__A block of data__
----------

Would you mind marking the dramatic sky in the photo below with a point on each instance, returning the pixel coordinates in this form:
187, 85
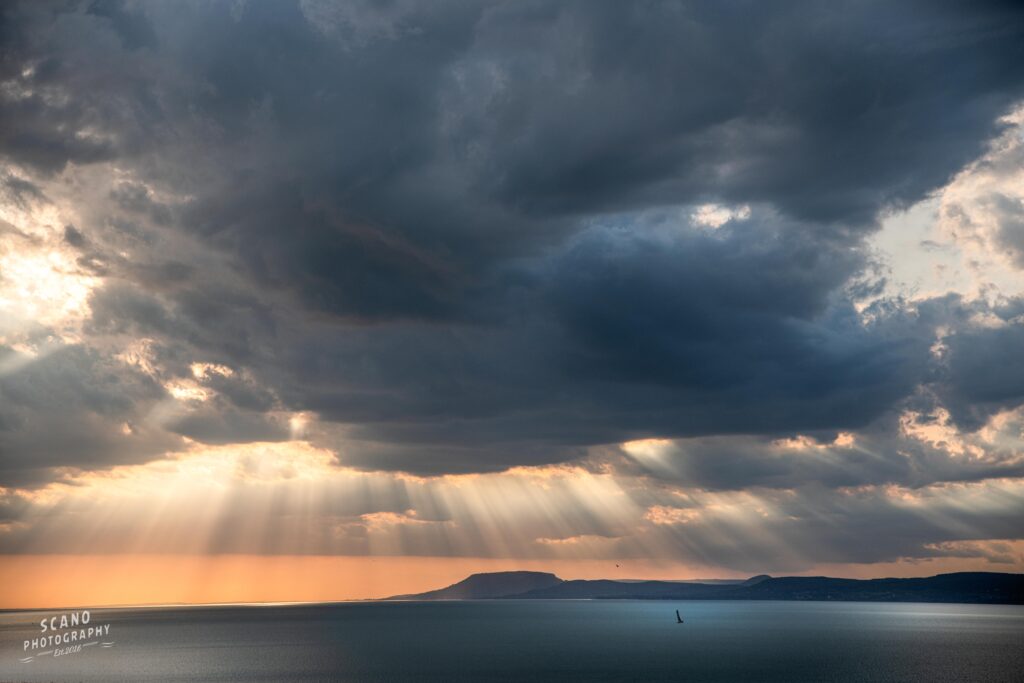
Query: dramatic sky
396, 291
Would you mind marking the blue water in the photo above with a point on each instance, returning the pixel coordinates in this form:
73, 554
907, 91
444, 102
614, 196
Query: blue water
538, 641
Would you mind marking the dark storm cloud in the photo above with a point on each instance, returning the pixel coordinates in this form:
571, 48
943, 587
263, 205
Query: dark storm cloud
461, 230
74, 408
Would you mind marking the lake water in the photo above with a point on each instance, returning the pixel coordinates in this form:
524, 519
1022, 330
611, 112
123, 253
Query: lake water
536, 641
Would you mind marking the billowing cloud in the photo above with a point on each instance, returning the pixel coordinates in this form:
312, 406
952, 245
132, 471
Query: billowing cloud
463, 238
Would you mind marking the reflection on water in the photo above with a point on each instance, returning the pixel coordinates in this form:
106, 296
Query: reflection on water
539, 641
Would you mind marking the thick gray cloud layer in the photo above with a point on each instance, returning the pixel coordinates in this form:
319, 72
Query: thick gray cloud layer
461, 233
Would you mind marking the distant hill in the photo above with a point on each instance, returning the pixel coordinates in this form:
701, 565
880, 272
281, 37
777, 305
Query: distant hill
976, 587
483, 586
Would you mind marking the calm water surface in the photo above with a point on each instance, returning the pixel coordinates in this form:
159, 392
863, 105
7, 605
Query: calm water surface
538, 641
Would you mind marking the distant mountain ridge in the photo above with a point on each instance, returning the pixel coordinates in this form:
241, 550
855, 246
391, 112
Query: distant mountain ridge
973, 587
493, 585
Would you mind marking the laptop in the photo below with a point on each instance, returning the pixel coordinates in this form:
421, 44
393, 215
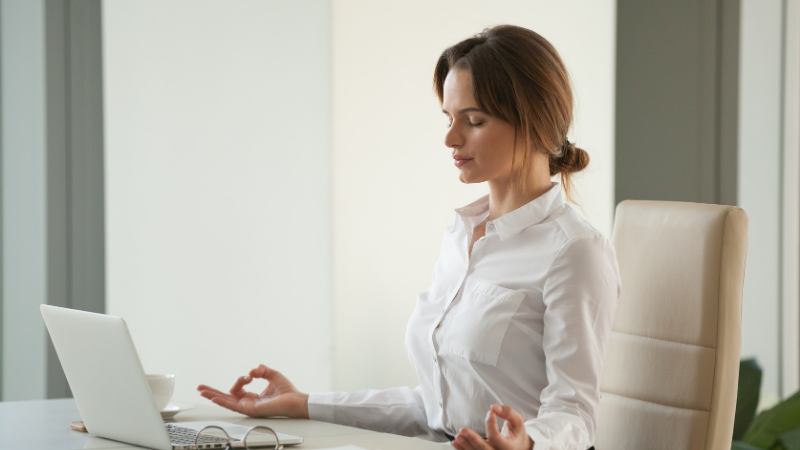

----------

__Prompt__
Copy all of the material above word for word, leaving out the pictures.

__Correct answer__
Would you mind marking the dramatic sky in the photo below with a point on each instance, returning the pixel coordinates in this form:
187, 85
Query: dramatic sky
396, 291
Would you mind marking the blue water in the photo above with a point on each instance, returning the pixel coordinates in this form:
73, 554
907, 91
444, 102
614, 196
Query: blue water
538, 641
Would you mind marking the dark storm cloud in the photo above with a point on each instance, returning the pixel coordinates in this form:
571, 48
943, 587
263, 205
Query: dark storm cloud
461, 230
74, 408
Would you mind marking the lake water in the photo above with a point on each instance, returning the pixel coordinates in this form:
524, 519
1022, 330
611, 112
123, 253
Query: lake water
536, 641
Would you mind marking the billowing cloud in the photo above with a point on each instance, returning the pixel coordinates in this form:
312, 406
952, 245
132, 471
Query: billowing cloud
463, 238
Would you mind marking the reflection on water in the photo above with a point on each instance, returning the pixel coordinates in this form:
106, 296
Query: reflection on water
539, 641
Would you mind marking the thick gray cloud layer in the photo above with a point on each instance, returning the pixel coordinates in this form:
319, 72
Query: thick gray cloud layer
461, 233
Would you mind marking the distant hill in the photo above with a point on each instance, returning the pixel coordinates in this form:
701, 565
880, 272
281, 37
777, 305
Query: distant hill
976, 587
483, 586
Would you mind marking the calm water surface in the photo above with a point on each instance, returning the pixel coordinates in this form:
159, 392
863, 105
7, 605
Query: calm water surface
538, 641
Would you mind marking the distant mountain ridge in the photo above with a point on each instance, returning the pixel coordinates in this form:
241, 550
855, 246
391, 112
Query: distant mountain ridge
973, 587
493, 585
Would you mind marking the laptop in the photo below with a point on each instance, returning the pixel coordinates in this form:
421, 44
393, 215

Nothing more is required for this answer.